● Records from a data source:

┄┄┄┄┄┄

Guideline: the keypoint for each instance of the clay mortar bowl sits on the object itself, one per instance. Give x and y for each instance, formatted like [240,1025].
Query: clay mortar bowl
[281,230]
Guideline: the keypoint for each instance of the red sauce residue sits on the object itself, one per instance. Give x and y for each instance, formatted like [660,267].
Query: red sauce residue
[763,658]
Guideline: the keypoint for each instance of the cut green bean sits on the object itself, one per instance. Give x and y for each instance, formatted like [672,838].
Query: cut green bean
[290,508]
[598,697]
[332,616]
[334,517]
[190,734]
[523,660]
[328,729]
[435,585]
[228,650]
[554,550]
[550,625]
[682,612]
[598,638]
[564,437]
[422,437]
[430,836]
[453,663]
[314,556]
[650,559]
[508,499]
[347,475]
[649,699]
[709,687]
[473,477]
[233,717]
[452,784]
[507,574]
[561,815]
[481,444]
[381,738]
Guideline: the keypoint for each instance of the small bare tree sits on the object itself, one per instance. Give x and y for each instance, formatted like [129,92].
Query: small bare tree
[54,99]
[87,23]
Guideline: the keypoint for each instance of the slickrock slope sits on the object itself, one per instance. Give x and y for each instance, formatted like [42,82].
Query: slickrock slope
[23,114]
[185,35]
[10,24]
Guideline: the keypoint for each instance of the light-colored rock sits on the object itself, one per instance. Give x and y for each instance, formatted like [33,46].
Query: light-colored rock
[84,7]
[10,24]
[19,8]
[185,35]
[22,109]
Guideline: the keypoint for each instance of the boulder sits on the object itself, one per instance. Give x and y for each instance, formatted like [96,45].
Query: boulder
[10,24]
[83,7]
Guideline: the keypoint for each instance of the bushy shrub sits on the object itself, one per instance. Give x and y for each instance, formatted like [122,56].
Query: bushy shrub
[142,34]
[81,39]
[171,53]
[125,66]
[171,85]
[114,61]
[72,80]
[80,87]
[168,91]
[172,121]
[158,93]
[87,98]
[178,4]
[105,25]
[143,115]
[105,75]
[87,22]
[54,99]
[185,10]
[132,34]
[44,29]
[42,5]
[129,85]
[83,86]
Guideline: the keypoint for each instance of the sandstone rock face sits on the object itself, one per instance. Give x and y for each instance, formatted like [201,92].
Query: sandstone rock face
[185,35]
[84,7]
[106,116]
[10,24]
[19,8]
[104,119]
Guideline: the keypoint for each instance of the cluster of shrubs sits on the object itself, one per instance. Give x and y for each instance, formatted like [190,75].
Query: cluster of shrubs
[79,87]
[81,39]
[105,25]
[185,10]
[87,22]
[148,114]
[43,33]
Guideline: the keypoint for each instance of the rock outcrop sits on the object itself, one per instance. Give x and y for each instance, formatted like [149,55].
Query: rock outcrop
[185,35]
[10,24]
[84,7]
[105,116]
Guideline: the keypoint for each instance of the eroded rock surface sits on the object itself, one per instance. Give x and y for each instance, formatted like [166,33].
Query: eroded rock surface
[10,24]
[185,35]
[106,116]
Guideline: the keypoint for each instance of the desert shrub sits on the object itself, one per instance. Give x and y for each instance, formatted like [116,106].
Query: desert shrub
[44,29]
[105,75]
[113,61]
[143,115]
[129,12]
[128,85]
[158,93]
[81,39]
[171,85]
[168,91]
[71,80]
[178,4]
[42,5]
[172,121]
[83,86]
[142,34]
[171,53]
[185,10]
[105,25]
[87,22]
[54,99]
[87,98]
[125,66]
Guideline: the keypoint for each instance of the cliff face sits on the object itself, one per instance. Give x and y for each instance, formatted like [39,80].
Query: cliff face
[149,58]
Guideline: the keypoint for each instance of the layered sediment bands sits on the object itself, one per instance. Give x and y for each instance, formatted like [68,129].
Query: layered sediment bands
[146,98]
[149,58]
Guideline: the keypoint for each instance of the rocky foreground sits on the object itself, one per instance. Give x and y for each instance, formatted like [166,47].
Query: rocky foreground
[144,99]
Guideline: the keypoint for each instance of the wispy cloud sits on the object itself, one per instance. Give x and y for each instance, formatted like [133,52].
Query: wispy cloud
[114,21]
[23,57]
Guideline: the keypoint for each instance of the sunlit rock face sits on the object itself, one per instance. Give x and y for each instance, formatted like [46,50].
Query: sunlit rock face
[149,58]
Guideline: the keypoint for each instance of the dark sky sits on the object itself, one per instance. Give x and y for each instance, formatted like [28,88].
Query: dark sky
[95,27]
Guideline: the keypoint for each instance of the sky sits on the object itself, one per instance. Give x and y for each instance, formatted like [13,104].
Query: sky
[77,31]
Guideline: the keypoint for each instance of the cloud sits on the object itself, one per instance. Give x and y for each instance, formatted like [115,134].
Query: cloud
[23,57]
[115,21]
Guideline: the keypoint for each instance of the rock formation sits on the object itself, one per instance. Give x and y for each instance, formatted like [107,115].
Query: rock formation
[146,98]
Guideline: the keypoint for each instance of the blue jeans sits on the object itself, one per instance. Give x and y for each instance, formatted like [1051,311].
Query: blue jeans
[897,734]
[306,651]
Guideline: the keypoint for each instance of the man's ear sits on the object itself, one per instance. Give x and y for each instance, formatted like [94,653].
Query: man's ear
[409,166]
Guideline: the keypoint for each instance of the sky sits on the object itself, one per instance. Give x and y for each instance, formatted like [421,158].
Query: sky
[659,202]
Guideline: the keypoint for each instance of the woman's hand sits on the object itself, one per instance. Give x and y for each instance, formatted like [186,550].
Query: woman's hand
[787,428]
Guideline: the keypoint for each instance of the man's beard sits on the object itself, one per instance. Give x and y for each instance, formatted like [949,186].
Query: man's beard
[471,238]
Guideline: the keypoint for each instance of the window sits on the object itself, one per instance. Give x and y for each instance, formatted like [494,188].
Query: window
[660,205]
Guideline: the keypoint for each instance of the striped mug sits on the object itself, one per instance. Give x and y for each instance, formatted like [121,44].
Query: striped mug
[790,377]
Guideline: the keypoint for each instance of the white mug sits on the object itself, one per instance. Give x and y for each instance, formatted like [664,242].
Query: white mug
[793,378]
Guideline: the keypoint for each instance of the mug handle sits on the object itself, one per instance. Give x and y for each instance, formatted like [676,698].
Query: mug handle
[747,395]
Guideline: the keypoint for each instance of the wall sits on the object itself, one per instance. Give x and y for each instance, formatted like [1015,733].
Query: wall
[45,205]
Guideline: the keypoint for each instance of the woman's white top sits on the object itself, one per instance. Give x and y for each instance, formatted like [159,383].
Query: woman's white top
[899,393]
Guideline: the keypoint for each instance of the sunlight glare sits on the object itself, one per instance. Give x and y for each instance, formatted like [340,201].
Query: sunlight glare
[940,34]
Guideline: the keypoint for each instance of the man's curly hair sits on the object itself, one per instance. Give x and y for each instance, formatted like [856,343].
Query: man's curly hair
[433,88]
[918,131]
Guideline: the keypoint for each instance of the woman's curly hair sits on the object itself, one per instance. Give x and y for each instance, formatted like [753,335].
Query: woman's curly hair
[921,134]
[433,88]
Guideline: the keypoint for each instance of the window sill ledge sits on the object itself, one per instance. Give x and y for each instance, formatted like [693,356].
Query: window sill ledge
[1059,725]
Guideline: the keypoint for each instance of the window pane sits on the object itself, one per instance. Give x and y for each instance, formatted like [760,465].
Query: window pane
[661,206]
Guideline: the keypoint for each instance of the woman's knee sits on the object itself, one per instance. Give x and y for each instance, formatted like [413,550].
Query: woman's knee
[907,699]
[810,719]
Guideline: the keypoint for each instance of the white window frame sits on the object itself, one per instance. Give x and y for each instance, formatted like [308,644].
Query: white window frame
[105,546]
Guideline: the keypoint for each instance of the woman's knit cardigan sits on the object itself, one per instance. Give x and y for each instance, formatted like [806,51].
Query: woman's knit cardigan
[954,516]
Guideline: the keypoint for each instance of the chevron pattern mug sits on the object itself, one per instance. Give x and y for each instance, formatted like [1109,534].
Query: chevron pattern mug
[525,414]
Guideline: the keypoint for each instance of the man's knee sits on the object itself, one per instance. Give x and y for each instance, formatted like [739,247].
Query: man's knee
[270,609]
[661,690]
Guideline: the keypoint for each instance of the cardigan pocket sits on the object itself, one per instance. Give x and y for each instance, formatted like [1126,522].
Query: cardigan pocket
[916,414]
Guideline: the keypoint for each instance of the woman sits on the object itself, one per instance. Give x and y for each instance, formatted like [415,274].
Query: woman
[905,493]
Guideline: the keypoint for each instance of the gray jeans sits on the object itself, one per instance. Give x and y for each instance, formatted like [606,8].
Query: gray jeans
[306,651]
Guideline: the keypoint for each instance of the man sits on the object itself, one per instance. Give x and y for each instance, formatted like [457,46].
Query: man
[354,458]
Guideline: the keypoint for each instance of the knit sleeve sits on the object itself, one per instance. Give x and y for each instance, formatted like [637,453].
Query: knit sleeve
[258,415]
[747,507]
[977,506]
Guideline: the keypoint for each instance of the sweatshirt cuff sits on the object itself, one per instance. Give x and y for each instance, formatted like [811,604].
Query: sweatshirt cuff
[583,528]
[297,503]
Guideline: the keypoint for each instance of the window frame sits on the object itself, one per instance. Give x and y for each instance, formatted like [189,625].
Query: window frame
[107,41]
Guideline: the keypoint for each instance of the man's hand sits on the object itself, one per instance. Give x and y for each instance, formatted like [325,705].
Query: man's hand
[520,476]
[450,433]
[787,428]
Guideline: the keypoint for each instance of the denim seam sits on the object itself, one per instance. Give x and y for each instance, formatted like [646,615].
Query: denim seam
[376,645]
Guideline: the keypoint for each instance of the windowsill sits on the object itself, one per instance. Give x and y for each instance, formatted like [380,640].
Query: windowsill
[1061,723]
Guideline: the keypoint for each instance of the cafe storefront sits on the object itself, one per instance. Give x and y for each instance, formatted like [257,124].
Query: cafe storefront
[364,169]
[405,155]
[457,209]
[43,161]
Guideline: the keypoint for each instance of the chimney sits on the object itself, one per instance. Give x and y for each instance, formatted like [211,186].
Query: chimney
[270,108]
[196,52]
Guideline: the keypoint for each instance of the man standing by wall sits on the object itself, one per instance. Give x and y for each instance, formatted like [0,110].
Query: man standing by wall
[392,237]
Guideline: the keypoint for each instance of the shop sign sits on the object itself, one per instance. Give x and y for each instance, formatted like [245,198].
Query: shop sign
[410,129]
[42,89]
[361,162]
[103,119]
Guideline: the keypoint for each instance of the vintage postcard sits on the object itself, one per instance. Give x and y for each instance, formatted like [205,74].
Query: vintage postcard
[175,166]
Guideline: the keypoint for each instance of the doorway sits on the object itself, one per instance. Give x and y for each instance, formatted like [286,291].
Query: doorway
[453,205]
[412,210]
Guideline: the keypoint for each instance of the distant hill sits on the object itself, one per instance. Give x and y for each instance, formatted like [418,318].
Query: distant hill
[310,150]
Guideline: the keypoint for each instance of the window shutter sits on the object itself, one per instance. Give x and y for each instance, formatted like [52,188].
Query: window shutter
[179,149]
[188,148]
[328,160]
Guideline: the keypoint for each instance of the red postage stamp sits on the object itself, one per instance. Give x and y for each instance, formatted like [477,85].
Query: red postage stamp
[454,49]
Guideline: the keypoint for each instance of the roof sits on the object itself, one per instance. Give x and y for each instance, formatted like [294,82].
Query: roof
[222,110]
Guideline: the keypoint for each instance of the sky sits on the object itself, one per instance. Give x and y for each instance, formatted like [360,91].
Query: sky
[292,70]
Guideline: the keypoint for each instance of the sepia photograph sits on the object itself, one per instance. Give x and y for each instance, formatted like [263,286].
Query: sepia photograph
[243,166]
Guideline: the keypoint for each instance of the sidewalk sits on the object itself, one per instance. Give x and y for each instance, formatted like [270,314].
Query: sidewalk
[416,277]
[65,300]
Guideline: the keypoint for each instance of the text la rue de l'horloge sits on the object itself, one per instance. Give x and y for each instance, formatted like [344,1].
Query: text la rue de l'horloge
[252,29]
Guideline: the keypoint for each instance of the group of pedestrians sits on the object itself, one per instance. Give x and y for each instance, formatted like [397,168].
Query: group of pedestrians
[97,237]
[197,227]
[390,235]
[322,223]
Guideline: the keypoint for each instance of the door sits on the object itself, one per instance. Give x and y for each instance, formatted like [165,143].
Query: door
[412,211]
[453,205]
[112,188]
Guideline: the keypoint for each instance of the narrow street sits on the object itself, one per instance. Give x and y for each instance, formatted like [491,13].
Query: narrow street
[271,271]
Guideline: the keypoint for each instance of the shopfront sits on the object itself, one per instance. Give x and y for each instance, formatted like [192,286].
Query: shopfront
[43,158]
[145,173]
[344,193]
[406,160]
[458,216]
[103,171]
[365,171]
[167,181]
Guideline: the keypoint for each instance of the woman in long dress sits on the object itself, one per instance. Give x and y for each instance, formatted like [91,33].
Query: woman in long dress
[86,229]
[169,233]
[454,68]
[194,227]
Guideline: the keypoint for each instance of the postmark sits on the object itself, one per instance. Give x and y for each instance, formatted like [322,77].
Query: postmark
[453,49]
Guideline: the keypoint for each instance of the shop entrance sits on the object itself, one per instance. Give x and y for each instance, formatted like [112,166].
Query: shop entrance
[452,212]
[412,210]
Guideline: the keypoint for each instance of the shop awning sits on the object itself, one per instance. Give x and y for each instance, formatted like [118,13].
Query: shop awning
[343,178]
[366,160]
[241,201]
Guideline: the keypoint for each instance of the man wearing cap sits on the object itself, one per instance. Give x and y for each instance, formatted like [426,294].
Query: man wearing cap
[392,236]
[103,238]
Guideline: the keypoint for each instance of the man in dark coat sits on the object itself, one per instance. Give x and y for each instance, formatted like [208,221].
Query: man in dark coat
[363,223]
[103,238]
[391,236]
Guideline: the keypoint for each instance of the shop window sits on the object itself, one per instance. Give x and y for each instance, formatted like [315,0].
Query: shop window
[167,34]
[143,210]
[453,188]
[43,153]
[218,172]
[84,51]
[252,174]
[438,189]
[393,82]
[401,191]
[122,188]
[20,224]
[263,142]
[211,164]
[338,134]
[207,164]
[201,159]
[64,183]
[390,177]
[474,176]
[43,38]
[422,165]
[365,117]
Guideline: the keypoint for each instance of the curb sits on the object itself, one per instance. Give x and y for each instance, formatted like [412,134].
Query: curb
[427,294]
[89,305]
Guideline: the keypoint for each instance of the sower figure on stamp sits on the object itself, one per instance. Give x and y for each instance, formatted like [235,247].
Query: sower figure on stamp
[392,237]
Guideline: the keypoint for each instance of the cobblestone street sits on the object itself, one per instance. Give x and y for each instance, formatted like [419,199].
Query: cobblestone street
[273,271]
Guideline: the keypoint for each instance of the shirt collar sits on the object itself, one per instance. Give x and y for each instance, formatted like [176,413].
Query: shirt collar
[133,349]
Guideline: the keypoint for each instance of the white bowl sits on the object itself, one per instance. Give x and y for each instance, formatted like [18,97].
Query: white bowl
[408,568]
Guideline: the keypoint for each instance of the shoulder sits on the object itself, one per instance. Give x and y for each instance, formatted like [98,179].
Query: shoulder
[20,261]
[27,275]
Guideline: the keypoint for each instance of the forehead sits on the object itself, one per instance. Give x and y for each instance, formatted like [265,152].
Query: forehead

┄┄┄┄┄┄

● WRITTEN INSTRUCTION: The lines to quote run from the one containing "Guideline: the keypoint for each instance of the curb" through the final line of the material above; please give them exactly, both ends included, and nothing else.

● THE REPLY:
Guideline: the keypoint for each instance of the curb sits on the object itself, one per instance. Give x and y for each instance, formatted like [412,134].
Query: curb
[427,294]
[89,305]
Guideline: the keypoint for each instance of the sower figure on stamp sits on the object itself, one per instance. Give x and y for each instance, formatted like [235,247].
Query: sower figure on stamp
[392,237]
Guideline: the keypoint for each instance of the cobblestone street sits on the object itself, one per instance. Give x and y for each instance, formatted like [419,199].
Query: cobblestone street
[273,271]
Guideline: the keypoint for each instance of the shirt collar sits on the object itself, one per instance. Give x and y for each instance, formatted like [176,413].
Query: shirt collar
[133,349]
Guideline: the keypoint for each instance of the white bowl sits on the object itself, one per instance. Give x and y for each instance, formatted like [18,97].
Query: white bowl
[408,568]
Guideline: the keypoint for each instance of the shoulder sits on the object itself, one per instance. Give x and y for each instance, formatted like [98,179].
Query: shoulder
[20,261]
[27,275]
Guideline: the keypoint for each instance of the forehead sits on the object itself, one per instance. Give x and y for each instance, formatted like [265,152].
Query: forehead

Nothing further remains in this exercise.